▶ [STATED TASK]: From the rows below, format as a Markdown table with columns "No." and "Line" the lines that begin at the one containing "Can you find the renault megane" and stop after the one containing "<point>628,517</point>". Number each line and leave out blank lines.

[Point placement records]
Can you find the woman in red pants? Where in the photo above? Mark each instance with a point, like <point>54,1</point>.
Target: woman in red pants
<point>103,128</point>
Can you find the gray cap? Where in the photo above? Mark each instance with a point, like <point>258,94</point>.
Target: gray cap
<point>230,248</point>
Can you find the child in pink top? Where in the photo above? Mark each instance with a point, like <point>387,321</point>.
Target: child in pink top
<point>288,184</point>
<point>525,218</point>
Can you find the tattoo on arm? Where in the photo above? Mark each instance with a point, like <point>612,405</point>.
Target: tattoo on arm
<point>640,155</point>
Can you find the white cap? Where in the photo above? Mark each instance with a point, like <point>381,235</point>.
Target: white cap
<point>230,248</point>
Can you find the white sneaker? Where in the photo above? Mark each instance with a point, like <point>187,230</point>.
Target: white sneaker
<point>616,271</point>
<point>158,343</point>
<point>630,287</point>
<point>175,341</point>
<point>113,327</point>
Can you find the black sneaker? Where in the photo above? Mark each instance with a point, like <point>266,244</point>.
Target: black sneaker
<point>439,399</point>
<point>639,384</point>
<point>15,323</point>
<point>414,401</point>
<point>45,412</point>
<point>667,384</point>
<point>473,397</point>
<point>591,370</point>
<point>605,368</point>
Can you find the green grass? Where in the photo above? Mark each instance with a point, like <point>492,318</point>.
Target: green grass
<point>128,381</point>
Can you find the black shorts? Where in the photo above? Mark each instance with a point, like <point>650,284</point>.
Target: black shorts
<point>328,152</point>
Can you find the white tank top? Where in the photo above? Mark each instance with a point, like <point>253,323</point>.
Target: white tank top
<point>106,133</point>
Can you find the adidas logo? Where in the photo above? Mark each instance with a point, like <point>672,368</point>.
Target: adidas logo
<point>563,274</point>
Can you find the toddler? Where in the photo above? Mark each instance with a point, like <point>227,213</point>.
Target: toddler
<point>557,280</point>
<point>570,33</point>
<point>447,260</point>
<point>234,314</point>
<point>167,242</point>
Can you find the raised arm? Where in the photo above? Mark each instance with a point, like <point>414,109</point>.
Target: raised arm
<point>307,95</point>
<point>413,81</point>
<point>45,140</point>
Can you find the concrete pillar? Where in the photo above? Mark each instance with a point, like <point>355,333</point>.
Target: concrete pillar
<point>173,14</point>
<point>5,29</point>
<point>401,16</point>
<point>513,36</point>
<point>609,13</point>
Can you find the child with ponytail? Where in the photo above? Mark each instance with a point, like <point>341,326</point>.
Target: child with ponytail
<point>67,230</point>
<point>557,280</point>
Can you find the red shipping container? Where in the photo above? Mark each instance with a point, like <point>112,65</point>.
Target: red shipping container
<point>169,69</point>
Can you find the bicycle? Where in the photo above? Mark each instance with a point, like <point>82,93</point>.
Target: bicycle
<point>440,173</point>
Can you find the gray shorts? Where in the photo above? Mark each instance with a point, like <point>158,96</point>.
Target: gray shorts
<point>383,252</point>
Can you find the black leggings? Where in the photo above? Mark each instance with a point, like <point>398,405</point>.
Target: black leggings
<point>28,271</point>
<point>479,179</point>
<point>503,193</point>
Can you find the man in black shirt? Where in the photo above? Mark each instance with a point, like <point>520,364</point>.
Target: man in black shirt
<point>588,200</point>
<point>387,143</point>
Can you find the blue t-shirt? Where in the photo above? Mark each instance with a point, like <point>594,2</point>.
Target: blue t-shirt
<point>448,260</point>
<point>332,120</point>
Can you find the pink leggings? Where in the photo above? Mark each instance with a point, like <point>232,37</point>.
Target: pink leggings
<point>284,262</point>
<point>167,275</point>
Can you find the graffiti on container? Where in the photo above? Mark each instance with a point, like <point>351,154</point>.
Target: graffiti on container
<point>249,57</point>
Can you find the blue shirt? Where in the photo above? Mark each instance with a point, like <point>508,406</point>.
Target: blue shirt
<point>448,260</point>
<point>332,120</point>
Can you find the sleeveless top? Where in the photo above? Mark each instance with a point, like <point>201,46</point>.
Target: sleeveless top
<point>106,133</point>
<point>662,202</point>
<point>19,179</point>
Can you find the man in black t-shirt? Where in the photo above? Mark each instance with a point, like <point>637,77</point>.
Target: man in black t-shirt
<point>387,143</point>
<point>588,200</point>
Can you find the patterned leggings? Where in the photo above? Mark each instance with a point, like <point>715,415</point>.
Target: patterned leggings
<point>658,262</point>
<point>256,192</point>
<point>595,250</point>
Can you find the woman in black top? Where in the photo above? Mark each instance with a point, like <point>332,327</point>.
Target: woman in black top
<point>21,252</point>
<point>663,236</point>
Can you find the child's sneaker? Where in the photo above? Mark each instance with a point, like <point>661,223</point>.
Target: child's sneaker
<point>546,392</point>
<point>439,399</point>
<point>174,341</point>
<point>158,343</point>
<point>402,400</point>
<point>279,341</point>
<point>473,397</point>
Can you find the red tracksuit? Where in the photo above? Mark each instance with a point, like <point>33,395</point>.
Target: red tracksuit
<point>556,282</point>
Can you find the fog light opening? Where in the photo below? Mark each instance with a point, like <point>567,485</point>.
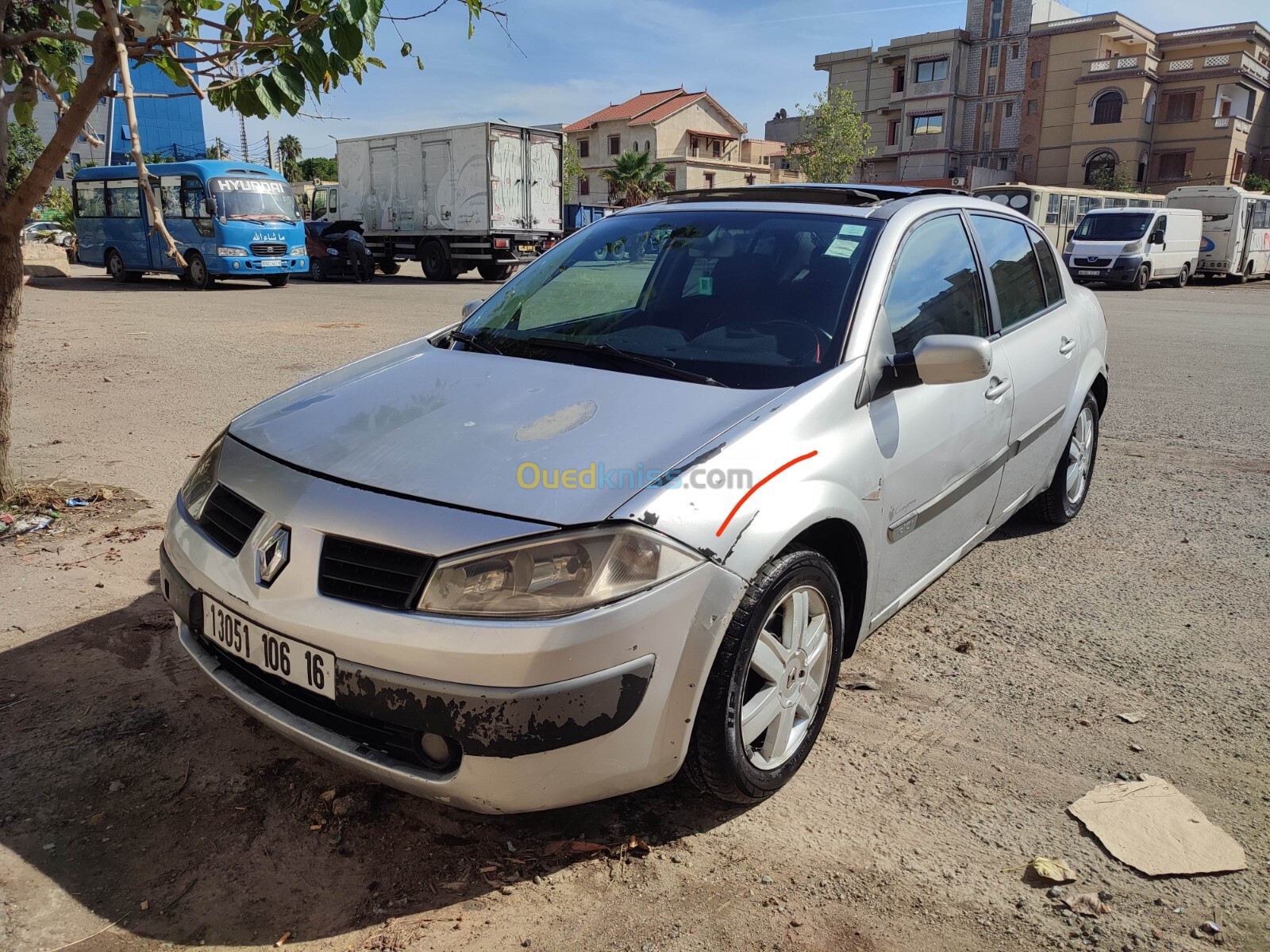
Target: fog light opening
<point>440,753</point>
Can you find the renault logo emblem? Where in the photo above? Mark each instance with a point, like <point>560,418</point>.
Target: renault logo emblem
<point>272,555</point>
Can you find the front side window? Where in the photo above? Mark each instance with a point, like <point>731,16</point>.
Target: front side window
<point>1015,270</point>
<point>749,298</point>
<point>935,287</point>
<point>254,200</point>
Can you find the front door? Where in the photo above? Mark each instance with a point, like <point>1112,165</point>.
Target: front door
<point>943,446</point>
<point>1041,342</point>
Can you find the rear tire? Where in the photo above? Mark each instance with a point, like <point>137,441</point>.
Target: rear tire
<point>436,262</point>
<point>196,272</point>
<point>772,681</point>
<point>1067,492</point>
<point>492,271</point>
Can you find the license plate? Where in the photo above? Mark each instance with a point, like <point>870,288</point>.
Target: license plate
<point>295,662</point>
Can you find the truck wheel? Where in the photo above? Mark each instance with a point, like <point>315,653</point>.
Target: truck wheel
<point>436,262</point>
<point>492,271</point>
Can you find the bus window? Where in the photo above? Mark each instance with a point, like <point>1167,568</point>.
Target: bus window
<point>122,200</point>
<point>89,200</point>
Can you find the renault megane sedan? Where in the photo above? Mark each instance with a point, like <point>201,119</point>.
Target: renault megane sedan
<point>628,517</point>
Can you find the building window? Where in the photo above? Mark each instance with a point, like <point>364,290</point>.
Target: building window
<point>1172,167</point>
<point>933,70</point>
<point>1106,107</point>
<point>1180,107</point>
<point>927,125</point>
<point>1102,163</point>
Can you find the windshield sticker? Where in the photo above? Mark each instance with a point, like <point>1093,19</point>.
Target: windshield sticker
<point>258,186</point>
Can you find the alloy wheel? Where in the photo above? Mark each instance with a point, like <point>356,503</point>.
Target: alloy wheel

▶ [WRITTEN ANSWER]:
| No. | Line |
|---|---|
| 1 | Can you find the renault megane sedan? Where in the photo above? Mark each instance with a point, like <point>201,119</point>. |
| 2 | Target: renault megane sedan |
| 3 | <point>628,517</point> |